-- SOURCE PASSAGE --
»»

3. In order that personal estate shall constitute assets in the hands of the representative, it is essential that the deceased should have been the owner of it at the time of his death, though his possession of it at that time is not essential.

4. Causes of action upon contracts made by the deceased, upon which he might have sued if he had lived, survived his death at the common law and became assets in the hands of the representative, who might sue upon them after the death of the deceased. An exception to this rule exists in the case of contracts, founded upon purely personal consideration, such as an agreement to marry, an agreement to perform personal services, and the like, which did not survive.

If the personal chattels of the deceased have been taken away in his life time, the representative may maintain an action to recover them, or their value.

5. By the common law, actions for the recovery of damages, for torts or injuries to the person or property of the deceased, were said to die with the person in

jured, or with the person committing the tort, and did not survive to the personal representative.

This rule has been changed by statute in most of the states, and actions for assault and battery, slander, libel, false imprisonment, or other wrongs to the person, now usually survive, as well as actions for the recovery of personal property taken, or its value.

««

-- SOURCE DATA --
»»

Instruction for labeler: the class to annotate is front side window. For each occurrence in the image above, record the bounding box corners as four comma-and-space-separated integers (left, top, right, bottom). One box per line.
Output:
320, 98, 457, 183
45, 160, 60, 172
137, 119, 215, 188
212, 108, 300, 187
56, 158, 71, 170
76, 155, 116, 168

««

-- TASKS --
• A. Transcribe the passage on estate assets, everything from "If the personal" down to "the personal representative.".
• B. Restate all of the records word for word, from beginning to end.
The records have no connection to the passage on estate assets.

-- TASK-BY-TASK SOLUTIONS --
• A.
If the personal chattels of the deceased have been taken away in his life time, the representative may maintain an action to recover them, or their value.

5. By the common law, actions for the recovery of damages, for torts or injuries to the person or property of the deceased, were said to die with the person in

jured, or with the person committing the tort, and did not survive to the personal representative.

• B.
Instruction for labeler: the class to annotate is front side window. For each occurrence in the image above, record the bounding box corners as four comma-and-space-separated integers (left, top, right, bottom). One box per line.
Output:
320, 98, 457, 183
45, 160, 60, 172
137, 119, 215, 188
212, 108, 300, 187
56, 158, 71, 170
76, 155, 116, 168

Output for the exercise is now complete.